- Direction -
Extract every line in the entries below that contains the string "viewBox".

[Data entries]
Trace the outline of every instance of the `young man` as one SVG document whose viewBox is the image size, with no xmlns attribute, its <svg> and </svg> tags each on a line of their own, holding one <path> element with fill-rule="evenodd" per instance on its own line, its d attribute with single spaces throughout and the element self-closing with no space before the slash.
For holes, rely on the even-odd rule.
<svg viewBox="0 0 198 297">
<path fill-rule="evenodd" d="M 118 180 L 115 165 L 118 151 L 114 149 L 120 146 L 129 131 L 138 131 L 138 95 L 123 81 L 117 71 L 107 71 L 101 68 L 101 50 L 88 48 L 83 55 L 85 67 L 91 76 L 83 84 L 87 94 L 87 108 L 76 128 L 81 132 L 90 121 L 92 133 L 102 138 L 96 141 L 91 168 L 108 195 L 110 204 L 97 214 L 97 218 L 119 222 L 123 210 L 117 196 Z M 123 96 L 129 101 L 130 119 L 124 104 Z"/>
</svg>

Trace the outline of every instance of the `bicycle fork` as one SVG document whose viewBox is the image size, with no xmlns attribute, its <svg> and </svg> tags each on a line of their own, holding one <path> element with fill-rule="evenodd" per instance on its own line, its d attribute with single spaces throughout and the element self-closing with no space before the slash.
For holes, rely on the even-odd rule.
* * *
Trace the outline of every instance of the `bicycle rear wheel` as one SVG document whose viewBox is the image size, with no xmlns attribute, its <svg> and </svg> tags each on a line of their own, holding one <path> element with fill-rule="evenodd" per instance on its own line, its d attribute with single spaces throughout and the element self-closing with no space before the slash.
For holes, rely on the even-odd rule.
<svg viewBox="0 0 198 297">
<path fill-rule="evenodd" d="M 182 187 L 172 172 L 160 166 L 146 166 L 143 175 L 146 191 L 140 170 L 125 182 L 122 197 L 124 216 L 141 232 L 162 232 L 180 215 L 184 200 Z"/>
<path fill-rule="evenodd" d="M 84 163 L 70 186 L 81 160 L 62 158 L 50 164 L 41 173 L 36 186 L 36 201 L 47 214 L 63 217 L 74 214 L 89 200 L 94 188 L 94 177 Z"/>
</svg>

- Task answer -
Trace the outline of every instance of the `young man` as one SVG document whose viewBox is the image size, with no xmlns attribute, its <svg> and </svg> tags each on a line of their own, holding one <path> element with fill-rule="evenodd" per instance on its own line, its d attribute with single spaces throughout and the element self-closing with no space before the slash.
<svg viewBox="0 0 198 297">
Trace the outline of every instance of the `bicycle fork` as one SVG document whose viewBox is the image size, with no xmlns attribute, its <svg> and </svg> tags each on a line of their own, holding one <path> element with fill-rule="evenodd" per instance on its own line, its d attribute with single spaces throughout and the element self-closing with no space before the slash.
Trace the outline of every instance of the `bicycle rear wheel` as one SVG document whose viewBox is the image size, with no xmlns attribute, its <svg> and </svg> tags each on a line of their own, holding one <path> element with fill-rule="evenodd" per instance on its own line, its d attribute with single spaces throughout and the element self-closing with no space before the slash.
<svg viewBox="0 0 198 297">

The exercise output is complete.